» **The request**
Reproduce the passage of the facial landmark detection claims between "extracting multiple feature" and "auxiliary tasks simultaneously.", inclusive.

» **Selected passage**

1. A method for detecting facial landmarks of a face image, comprising:

extracting multiple feature maps from at least one facial region of the face image;

generating a shared facial feature vector from the extracted multiple feature maps; and

predicting facial landmark locations of the face image from the generated shared facial feature vector.

2. A method of claim 1, wherein the facial landmark comprises at least one selected from a group consisting of centers of the eyes, nose, corners of the mouth of a face image.

3. A method of claim 1, wherein in the step of predicting, the shared facial feature vector is used to predict corresponding target of at least one auxiliary task associated with the facial landmark detection, so as to obtain target predictions of all the auxiliary tasks simultaneously.

4. A method of claim 3, wherein the auxiliary tasks comprises at least one selected from a group consisting of head pose estimation, gender classification, age estimation, facial expression recognition or facial attribute inference.

» **Supplied material**
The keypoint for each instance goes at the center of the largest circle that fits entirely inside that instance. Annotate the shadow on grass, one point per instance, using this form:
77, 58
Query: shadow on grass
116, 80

» **Response to this task**
extracting multiple feature maps from at least one facial region of the face image;

generating a shared facial feature vector from the extracted multiple feature maps; and

predicting facial landmark locations of the face image from the generated shared facial feature vector.

2. A method of claim 1, wherein the facial landmark comprises at least one selected from a group consisting of centers of the eyes, nose, corners of the mouth of a face image.

3. A method of claim 1, wherein in the step of predicting, the shared facial feature vector is used to predict corresponding target of at least one auxiliary task associated with the facial landmark detection, so as to obtain target predictions of all the auxiliary tasks simultaneously.